Reprint each record exactly. Pictures are not reprinted.

##### Data to examine #####

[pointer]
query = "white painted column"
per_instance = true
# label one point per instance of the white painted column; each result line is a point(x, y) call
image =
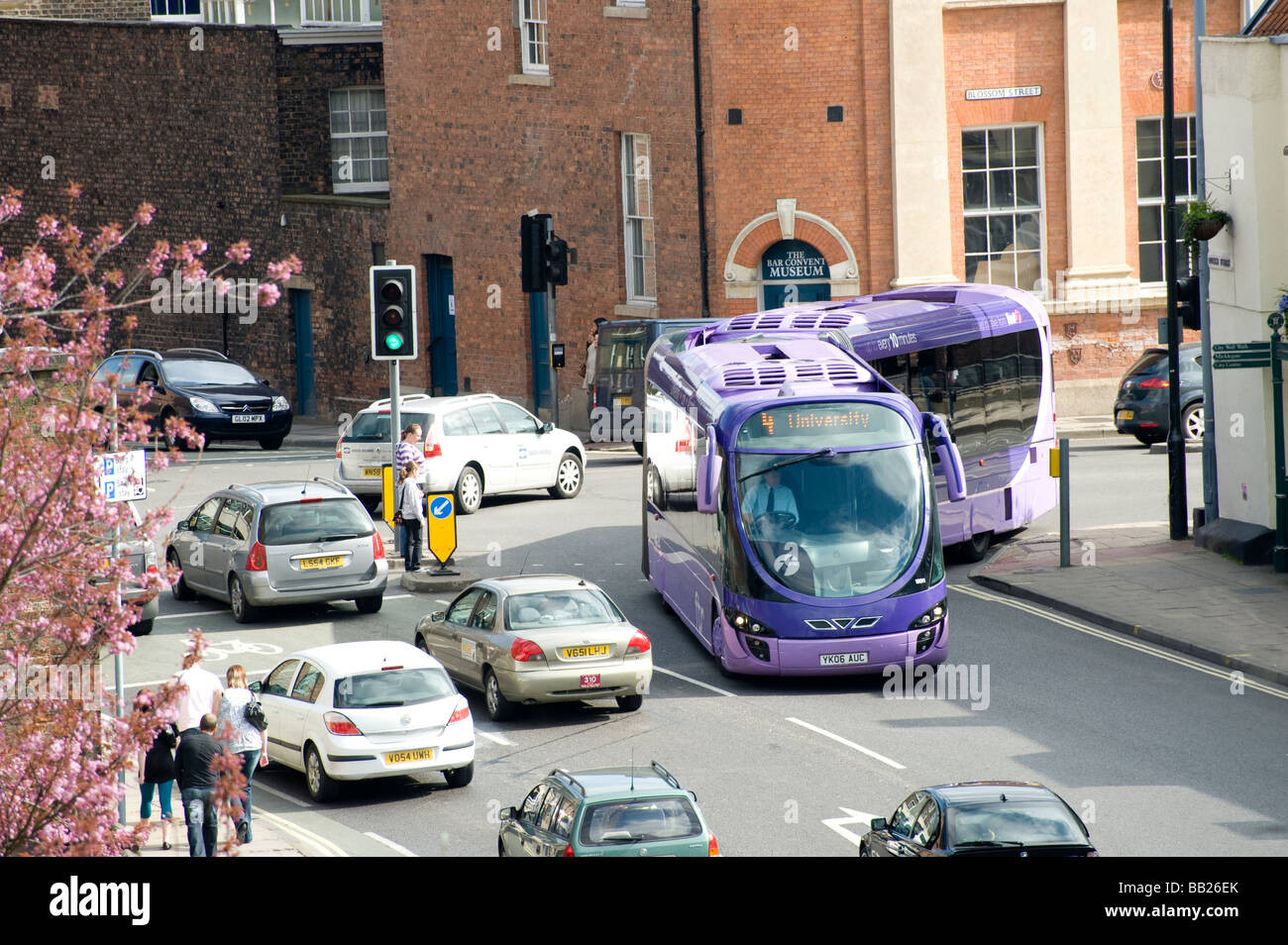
point(922, 219)
point(1094, 145)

#####

§ Answer to this problem:
[pointer]
query = "white painted column"
per_instance = true
# label one point per instance of the white painted column; each result line is a point(x, y) call
image =
point(922, 219)
point(1094, 145)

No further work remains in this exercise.